*What is expected:* Identify each line in the entries below that contains the word "building", and copy those lines.

*Record list:*

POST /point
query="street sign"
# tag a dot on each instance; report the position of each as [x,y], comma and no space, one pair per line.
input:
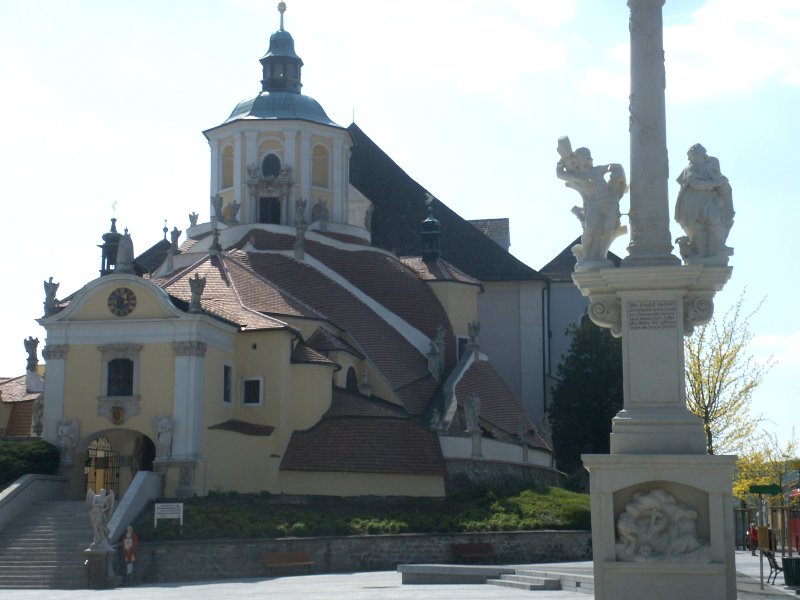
[772,489]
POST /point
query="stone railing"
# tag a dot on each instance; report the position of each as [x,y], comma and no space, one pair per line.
[163,562]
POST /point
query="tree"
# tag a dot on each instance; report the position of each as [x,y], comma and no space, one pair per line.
[721,377]
[587,396]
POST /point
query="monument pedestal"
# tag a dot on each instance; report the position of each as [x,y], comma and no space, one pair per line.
[698,483]
[662,524]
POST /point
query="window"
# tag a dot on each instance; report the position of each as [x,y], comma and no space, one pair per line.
[269,210]
[251,391]
[120,377]
[227,384]
[227,168]
[461,346]
[271,166]
[319,166]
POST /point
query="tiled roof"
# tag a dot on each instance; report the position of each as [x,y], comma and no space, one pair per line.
[243,427]
[399,209]
[399,361]
[437,270]
[498,405]
[324,340]
[306,355]
[562,266]
[14,390]
[219,296]
[492,228]
[369,439]
[149,260]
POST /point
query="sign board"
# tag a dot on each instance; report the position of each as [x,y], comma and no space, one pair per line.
[168,510]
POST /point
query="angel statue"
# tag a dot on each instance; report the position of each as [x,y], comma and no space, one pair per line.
[100,506]
[599,215]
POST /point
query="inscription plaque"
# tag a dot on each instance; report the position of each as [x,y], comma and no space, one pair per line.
[652,314]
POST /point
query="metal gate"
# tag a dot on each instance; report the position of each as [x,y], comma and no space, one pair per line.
[102,467]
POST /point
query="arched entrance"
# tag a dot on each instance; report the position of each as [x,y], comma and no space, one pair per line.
[113,457]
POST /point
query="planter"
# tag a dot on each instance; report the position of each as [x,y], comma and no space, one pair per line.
[791,571]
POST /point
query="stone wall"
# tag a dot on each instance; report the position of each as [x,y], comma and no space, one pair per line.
[163,562]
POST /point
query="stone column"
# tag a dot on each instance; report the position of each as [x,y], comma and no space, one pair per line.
[55,355]
[649,213]
[187,401]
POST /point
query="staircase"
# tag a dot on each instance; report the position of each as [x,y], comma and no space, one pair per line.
[534,580]
[44,547]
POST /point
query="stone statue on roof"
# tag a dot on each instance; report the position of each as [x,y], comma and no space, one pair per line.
[31,347]
[599,215]
[196,284]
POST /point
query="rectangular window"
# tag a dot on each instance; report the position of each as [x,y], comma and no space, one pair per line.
[251,392]
[227,384]
[269,210]
[120,377]
[461,346]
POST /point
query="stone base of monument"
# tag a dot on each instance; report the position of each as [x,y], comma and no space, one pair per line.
[662,526]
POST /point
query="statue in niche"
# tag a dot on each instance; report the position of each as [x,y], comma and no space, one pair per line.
[656,527]
[101,506]
[67,433]
[50,302]
[31,347]
[599,215]
[164,426]
[300,211]
[472,408]
[216,202]
[704,208]
[125,254]
[320,214]
[196,284]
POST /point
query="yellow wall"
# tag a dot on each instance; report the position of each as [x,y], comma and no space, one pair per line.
[360,484]
[460,302]
[95,307]
[83,386]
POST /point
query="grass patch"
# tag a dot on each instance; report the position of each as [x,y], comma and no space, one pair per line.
[230,515]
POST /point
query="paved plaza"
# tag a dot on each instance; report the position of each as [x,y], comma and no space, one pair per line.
[381,585]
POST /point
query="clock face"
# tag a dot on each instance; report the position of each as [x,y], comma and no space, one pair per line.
[121,302]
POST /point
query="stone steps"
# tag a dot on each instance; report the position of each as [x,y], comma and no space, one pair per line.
[43,549]
[527,582]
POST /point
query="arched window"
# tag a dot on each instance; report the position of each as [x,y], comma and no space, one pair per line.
[271,166]
[227,168]
[319,166]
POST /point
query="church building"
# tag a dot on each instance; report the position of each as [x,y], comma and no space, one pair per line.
[330,329]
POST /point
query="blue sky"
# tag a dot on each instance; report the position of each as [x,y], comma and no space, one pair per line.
[104,103]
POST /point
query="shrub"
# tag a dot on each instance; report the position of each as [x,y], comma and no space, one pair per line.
[29,456]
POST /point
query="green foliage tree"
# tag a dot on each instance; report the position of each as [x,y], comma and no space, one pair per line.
[20,458]
[720,379]
[587,396]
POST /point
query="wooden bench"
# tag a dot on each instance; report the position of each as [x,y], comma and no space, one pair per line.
[774,567]
[286,560]
[473,552]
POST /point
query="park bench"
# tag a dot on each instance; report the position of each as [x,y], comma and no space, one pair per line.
[473,552]
[286,560]
[774,567]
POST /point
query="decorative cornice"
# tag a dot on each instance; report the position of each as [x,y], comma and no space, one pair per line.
[189,348]
[55,351]
[697,310]
[607,313]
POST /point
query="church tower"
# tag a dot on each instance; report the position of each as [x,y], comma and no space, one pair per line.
[278,159]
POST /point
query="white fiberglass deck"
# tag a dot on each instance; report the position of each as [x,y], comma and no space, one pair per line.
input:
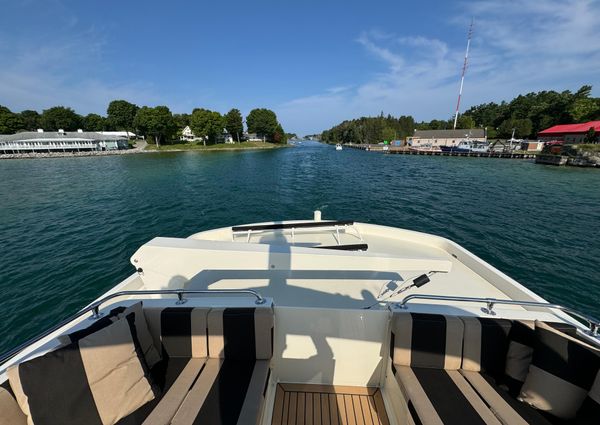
[283,260]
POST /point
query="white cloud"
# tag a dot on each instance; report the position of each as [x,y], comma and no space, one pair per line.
[64,71]
[518,46]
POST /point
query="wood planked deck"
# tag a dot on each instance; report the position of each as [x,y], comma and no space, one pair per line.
[303,404]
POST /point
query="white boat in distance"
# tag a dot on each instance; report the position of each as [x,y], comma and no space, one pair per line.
[315,321]
[466,146]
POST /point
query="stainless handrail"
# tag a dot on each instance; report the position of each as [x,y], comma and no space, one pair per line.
[593,323]
[95,309]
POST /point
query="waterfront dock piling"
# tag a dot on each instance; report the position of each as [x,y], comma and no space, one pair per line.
[403,150]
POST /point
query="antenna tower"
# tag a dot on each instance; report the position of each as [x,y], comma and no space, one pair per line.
[462,77]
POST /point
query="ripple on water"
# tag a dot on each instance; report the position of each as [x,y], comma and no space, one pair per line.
[68,226]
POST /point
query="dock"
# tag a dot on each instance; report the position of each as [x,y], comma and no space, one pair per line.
[403,150]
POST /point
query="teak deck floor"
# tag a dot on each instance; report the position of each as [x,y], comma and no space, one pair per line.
[302,404]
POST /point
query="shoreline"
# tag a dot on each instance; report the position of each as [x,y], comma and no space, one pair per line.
[134,151]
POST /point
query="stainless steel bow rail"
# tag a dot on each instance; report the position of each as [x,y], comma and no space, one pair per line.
[94,308]
[593,323]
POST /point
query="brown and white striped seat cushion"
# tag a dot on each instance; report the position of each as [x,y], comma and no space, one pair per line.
[589,413]
[227,392]
[232,384]
[240,333]
[179,332]
[10,412]
[561,374]
[508,409]
[99,379]
[427,340]
[151,354]
[442,397]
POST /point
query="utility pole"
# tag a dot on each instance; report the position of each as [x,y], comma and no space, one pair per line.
[462,77]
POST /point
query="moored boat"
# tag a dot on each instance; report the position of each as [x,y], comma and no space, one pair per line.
[468,146]
[274,323]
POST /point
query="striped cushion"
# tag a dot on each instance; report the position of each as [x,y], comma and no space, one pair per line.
[562,372]
[442,397]
[10,412]
[165,410]
[151,355]
[238,385]
[427,340]
[97,380]
[589,413]
[485,344]
[240,333]
[508,409]
[178,331]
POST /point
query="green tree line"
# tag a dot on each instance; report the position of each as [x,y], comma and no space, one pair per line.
[527,114]
[157,123]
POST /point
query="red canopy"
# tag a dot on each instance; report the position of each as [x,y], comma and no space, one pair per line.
[559,130]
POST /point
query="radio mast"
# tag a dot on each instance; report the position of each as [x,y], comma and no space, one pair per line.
[462,77]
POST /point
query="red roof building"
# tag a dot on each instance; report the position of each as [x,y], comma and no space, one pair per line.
[569,133]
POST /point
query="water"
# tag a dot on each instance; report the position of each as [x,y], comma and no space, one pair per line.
[68,226]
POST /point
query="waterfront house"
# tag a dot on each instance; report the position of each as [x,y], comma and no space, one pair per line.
[253,137]
[122,134]
[569,133]
[60,141]
[187,135]
[444,137]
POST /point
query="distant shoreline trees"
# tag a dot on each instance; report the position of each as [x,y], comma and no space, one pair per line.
[526,114]
[157,123]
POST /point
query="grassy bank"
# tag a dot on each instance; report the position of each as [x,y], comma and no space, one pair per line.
[217,147]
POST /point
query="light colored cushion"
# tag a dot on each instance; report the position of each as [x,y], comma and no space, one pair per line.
[142,334]
[99,379]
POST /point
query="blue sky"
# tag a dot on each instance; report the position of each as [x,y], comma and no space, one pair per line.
[315,63]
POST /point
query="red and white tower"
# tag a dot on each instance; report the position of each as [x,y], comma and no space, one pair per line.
[462,77]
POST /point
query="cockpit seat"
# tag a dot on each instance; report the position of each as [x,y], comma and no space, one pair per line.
[470,370]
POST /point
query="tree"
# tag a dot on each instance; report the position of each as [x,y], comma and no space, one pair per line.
[233,123]
[279,135]
[60,117]
[522,128]
[263,122]
[156,122]
[388,134]
[31,120]
[9,121]
[121,114]
[206,124]
[93,122]
[182,120]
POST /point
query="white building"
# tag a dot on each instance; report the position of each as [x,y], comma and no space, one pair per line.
[60,141]
[444,137]
[187,135]
[127,134]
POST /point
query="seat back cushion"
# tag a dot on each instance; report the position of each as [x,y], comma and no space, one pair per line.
[97,380]
[151,354]
[10,412]
[178,331]
[427,340]
[485,344]
[589,413]
[240,333]
[561,374]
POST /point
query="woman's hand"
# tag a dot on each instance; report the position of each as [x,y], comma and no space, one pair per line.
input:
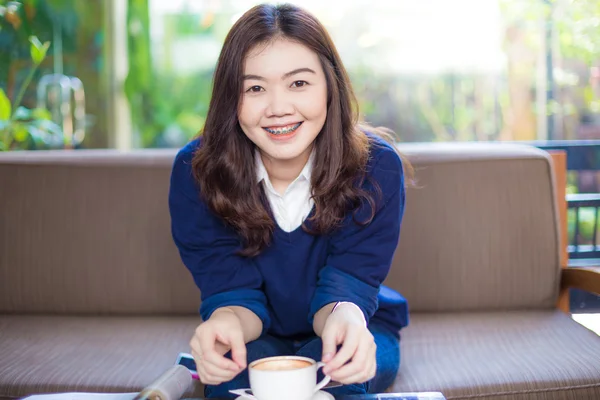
[212,339]
[346,326]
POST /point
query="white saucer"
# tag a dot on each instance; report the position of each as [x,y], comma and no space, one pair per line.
[320,395]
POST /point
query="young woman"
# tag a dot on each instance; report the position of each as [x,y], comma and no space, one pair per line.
[287,213]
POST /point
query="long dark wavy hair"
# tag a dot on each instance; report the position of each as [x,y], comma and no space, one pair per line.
[224,164]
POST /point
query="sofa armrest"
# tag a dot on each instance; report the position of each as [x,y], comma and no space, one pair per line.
[584,278]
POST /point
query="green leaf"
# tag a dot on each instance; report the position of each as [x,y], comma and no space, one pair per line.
[21,133]
[41,113]
[38,50]
[5,107]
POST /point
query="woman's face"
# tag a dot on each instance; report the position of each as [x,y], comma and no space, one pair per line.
[284,100]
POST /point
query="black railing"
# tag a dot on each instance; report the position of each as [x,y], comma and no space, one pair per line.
[582,156]
[577,250]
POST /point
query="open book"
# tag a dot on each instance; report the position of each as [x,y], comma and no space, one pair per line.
[169,386]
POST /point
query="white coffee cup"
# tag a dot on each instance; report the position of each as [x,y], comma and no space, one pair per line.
[283,377]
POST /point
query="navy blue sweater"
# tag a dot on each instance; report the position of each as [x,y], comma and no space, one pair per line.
[298,273]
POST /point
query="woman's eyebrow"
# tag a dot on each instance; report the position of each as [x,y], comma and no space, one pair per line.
[285,76]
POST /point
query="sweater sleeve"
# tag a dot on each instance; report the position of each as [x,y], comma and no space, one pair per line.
[360,256]
[208,249]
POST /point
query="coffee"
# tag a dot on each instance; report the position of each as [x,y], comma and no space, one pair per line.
[281,365]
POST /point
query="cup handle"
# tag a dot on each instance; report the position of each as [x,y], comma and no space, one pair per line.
[324,381]
[244,393]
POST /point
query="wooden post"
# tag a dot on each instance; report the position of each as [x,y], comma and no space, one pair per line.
[559,160]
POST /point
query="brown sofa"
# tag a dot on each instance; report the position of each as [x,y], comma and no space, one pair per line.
[93,295]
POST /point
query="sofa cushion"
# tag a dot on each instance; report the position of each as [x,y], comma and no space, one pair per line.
[89,232]
[537,355]
[480,230]
[48,354]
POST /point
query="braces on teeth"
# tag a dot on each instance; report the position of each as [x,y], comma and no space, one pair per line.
[283,131]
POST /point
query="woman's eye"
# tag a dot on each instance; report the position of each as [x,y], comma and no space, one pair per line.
[255,89]
[299,83]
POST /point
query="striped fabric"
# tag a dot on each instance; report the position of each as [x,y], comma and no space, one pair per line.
[529,355]
[480,231]
[47,354]
[81,237]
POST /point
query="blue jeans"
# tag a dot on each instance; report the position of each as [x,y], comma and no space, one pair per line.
[388,362]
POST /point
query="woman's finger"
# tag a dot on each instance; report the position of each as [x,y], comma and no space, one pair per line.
[205,377]
[329,339]
[344,354]
[359,364]
[209,353]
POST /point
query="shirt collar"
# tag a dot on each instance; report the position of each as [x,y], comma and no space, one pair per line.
[261,171]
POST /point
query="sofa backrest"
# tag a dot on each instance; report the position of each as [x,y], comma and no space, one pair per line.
[480,230]
[89,232]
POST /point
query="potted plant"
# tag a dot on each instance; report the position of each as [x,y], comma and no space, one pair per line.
[21,127]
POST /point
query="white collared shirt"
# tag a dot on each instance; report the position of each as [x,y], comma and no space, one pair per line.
[291,208]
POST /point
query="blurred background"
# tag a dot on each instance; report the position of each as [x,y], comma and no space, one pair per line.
[432,70]
[131,74]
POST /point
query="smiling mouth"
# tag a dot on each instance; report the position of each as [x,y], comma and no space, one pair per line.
[286,130]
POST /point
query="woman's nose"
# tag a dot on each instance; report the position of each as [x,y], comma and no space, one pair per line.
[279,104]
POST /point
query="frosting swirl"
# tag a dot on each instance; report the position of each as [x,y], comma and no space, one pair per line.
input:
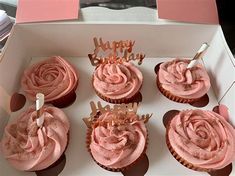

*Output of the task:*
query="church building"
query="red roof building"
query="white building"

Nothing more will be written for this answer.